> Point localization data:
——

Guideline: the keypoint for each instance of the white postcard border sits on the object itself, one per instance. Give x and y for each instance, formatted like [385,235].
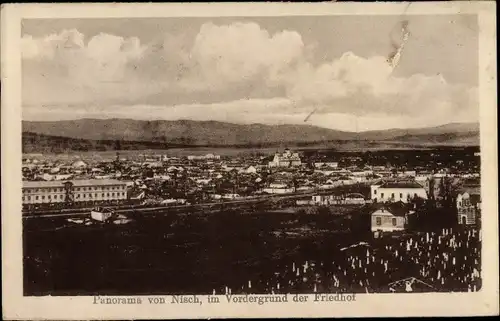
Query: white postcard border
[15,306]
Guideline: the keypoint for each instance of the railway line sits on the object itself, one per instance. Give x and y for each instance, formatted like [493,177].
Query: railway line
[218,205]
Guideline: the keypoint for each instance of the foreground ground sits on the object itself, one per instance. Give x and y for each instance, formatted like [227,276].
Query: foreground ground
[245,252]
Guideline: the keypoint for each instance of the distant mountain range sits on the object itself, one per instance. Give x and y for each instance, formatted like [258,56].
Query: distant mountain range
[165,134]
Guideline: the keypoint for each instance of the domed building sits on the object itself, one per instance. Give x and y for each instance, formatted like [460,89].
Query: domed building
[79,164]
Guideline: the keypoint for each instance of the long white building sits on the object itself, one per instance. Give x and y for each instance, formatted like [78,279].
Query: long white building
[39,192]
[397,191]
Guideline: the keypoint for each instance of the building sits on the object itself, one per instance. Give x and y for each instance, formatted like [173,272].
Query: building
[285,159]
[390,218]
[204,157]
[278,188]
[40,192]
[397,191]
[468,206]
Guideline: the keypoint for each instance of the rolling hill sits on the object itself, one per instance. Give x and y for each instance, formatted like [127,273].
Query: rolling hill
[105,133]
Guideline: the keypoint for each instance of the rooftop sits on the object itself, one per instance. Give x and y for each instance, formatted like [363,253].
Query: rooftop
[401,185]
[81,182]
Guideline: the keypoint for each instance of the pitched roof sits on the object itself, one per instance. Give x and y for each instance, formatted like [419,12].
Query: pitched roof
[396,209]
[401,185]
[77,182]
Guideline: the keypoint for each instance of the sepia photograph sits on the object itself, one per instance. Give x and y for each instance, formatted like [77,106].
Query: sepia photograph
[252,158]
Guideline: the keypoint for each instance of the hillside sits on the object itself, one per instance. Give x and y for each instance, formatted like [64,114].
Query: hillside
[93,134]
[184,131]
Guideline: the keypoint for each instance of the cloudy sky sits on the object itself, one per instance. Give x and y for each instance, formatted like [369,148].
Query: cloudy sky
[254,70]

——

For this exercise, copy the lines from the one that contains "Query: hillside" through the last line of the records, exactly and only those.

Query: hillside
[93,134]
[184,131]
Guideline: the keypoint for each instance of the cloudy sky sits on the object itself, one per instance. Give x and y for each instance, formatted like [369,148].
Query: cloudy sky
[254,70]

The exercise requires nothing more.